◆ **Set task A**: From the passage on the 2017 CONCACAF Champions League Final, list the years or seasons of the CONCACAF club titles that Pachuca had won before that final.
◆ **Set task B**: Continue the passage on the 2017 CONCACAF Champions League Final from its last sentence.

◆ **Supplied passage**:
-- -- --

The 2017 CONCACAF Champions League Final was the final of the 2016–17 CONCACAF Champions League, the 9th edition of the CONCACAF Champions League under its current format, and overall the 52nd edition of the premium football club competition organized by CONCACAF, the regional governing body of North America, Central America, and the Caribbean.

The final was contested in two-legged home-and-away format between Mexican teams UANL and Pachuca. The first leg was hosted by UANL at Estadio Universitario in San Nicolás de los Garza on April 18, 2017, while the second leg was hosted by Pachuca at Estadio Hidalgo in Pachuca on April 26, 2017. The winner would earn the right to represent CONCACAF at the 2017 FIFA Club World Cup, entering at the quarterfinal stage.

After a 1–1 draw in the first leg, Pachuca won the second leg 1–0 to defeat UANL 2–1 on aggregate to win their fifth CONCACAF club title.

Teams
In the following table, final until 2008 were in the CONCACAF Champions' Cup era, since 2009 were in the CONCACAF Champions League era.

For the seventh time in nine seasons of the CONCACAF Champions League, the final was played between two Mexican sides. This guaranteed a Mexican champion for the 12th straight year and 33rd time since the confederation began staging the tournament in 1962 (including the tournament's predecessor, the CONCACAF Champions' Cup).

Pachuca had won four CONCACAF club titles (2002, 2007, 2008, 2009–10), with their only title in the CONCACAF Champions League era coming in 2010, where they defeated Cruz Azul.

-- -- --

◆ **Collected material**:

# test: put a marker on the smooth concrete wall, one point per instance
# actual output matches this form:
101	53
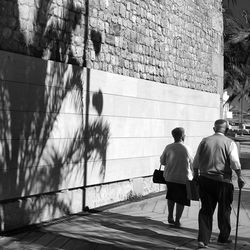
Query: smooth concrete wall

-- -- --

◆ **Task answer A**: 2002, 2007, 2008, 2009–10

◆ **Task answer B**:
This was the second consecutive CONCACAF club final for UANL, with them losing in 2016, where they lost to América.

Venues

Road to the final

Note: In all results below, the score of the finalist is given first (H: home; A: away).

Format
The final was played on a home-and-away two-legged basis, with the higher-seeded team hosting the second leg. The away goals rule was used if the aggregate score is level after normal time of the second leg, but not after extra time, and so the final was decided by penalty shoot-out if the aggregate score is level after extra time of the second leg (Regulations, II. D. Tie-Breaker Procedures).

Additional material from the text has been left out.